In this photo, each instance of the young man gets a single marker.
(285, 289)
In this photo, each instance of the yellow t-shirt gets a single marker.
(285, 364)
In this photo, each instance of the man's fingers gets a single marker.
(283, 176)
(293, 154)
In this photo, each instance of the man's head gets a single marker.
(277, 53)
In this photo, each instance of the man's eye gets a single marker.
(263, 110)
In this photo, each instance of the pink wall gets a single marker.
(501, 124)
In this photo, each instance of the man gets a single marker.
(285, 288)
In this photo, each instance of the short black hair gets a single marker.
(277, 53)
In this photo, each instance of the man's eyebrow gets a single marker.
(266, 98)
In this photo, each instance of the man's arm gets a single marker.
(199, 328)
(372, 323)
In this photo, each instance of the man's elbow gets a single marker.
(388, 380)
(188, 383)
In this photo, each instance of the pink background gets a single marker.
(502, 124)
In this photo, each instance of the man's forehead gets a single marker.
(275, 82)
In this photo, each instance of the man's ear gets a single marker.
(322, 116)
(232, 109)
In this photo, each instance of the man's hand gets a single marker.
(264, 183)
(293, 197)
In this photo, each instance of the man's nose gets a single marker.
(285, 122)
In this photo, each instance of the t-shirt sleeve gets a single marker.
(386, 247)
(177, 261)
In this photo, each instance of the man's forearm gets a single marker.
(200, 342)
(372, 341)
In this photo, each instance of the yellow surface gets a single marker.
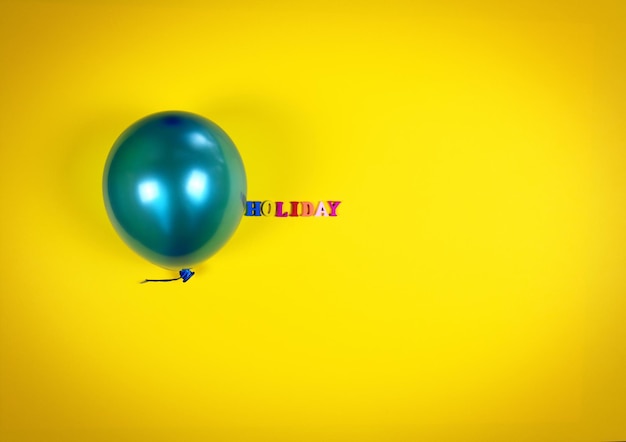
(471, 288)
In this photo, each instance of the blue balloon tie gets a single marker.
(185, 275)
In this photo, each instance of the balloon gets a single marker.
(174, 188)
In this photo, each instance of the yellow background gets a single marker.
(471, 288)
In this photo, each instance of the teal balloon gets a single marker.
(174, 188)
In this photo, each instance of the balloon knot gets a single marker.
(185, 275)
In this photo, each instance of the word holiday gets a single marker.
(281, 209)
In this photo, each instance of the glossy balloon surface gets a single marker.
(174, 188)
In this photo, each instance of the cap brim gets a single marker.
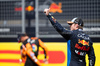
(69, 22)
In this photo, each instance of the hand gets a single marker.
(45, 61)
(46, 11)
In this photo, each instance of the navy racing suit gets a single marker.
(78, 45)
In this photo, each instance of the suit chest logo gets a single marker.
(34, 47)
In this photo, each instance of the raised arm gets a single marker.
(65, 33)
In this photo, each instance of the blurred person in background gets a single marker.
(78, 43)
(30, 49)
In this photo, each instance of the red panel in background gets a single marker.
(9, 51)
(55, 57)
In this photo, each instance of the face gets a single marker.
(73, 26)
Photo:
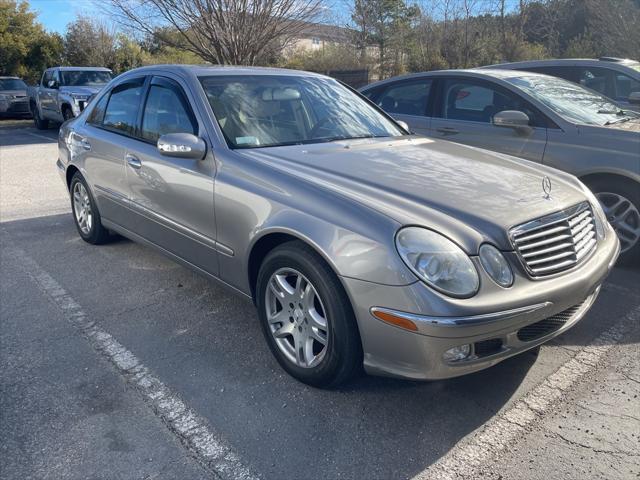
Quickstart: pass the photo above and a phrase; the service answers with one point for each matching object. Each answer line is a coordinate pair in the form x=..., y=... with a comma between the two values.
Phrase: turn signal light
x=395, y=320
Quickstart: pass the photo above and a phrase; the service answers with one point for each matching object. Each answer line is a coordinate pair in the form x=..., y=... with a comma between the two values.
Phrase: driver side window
x=473, y=101
x=166, y=111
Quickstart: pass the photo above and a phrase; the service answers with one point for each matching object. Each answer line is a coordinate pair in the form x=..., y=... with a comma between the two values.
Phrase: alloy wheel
x=297, y=317
x=82, y=208
x=623, y=216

## WORK INSTRUCTIONS
A faithful copy of the data is required: each word kept, each picture omitted.

## EXERCISE SOLUTION
In this photo, each instance of the young man gets a single marker.
(285, 289)
In this photo, each instance of the yellow t-shirt gets a single marker.
(285, 364)
In this photo, each instance of the man's fingers gets a single marker.
(283, 176)
(293, 154)
In this photo, each instance of the man's head gets a single marker.
(277, 53)
In this photo, each instance of the man's eye gets a single marker.
(263, 110)
In this photo, each instance of the pink wall gets a single marker.
(501, 124)
In this photo, each instance of the man gets a single marker.
(285, 288)
In this photo, each instance of the short black hair gets a single marker.
(277, 53)
In this photo, each instance of the man's eyebrow gets a single marker.
(266, 98)
In this photo, each instance of the man's arm gets a single marker.
(199, 328)
(372, 323)
In this photo, each instance of the man's elbow gets a single marker.
(388, 380)
(188, 383)
In this photo, each instance of the pink background gets a single marker.
(502, 124)
In this photo, each instance of the man's forehead gets a single marker.
(275, 82)
In this photo, each instance of the man's ear gets a single marker.
(322, 116)
(232, 109)
In this photo, each instance of the man's hand gets a single marker.
(264, 183)
(293, 197)
In this photo, each instance of the man's nose gets a single marker.
(285, 122)
In this photo, each instance of the t-shirt sleeve gets a single marker.
(386, 247)
(177, 261)
In this photo, each instance of the man's forearm gets a single marker.
(200, 342)
(372, 341)
In this photo, each instance of the yellow surface gets a single marker.
(471, 288)
In this photo, each instance of the blue balloon tie gets a single marker.
(185, 275)
In this photo, each instance of the balloon gets a single marker.
(174, 188)
In this photo, each instance of the yellow background gets a single marker.
(471, 288)
In this photo, each instance of the teal balloon gets a single marker.
(174, 188)
In this photo, each instance of the balloon knot gets a single marker.
(185, 275)
In this photo, each instance of the word holiday gets a single marker.
(281, 209)
In this photo, each instance of the glossy balloon surface gets a single marker.
(174, 188)
In this photo, each instance of the cap brim gets a single marker.
(69, 22)
In this photo, each instance of the hand gets a single marker.
(45, 61)
(46, 11)
In this photo, each instance of the navy racing suit gets a single marker.
(78, 45)
In this photo, each instance of the suit chest logo gets a single marker.
(34, 47)
In this photo, each instance of the raised arm gets a single marker.
(65, 33)
In this photo, each instance of the blurred person in background gets a single marker.
(78, 43)
(30, 49)
In this photo, each instance of the red panel in background gets a single marker.
(9, 51)
(55, 57)
In this photo, each instance of the face gets a single marker.
(73, 26)
Photo:
Quickstart: pass the photo above and a phrase; the service answers with one point for each matching object. Each answer line is a coordinate pair in the form x=..., y=... with a comma between the two values.
Phrase: turn signal light
x=395, y=320
Quickstart: pass the photo above and a phrase; the service answers with one point for each matching object. Each answer line is a coordinate pair in the form x=..., y=... with a comma between the two values.
Phrase: driver side window
x=473, y=101
x=166, y=111
Quickstart: pass the photo above and a phrase; the service answers with one point for each matching object. Each answer line is a coordinate pair in the form x=..., y=... with a comma between the two values.
Phrase: alloy wheel
x=297, y=317
x=82, y=208
x=623, y=216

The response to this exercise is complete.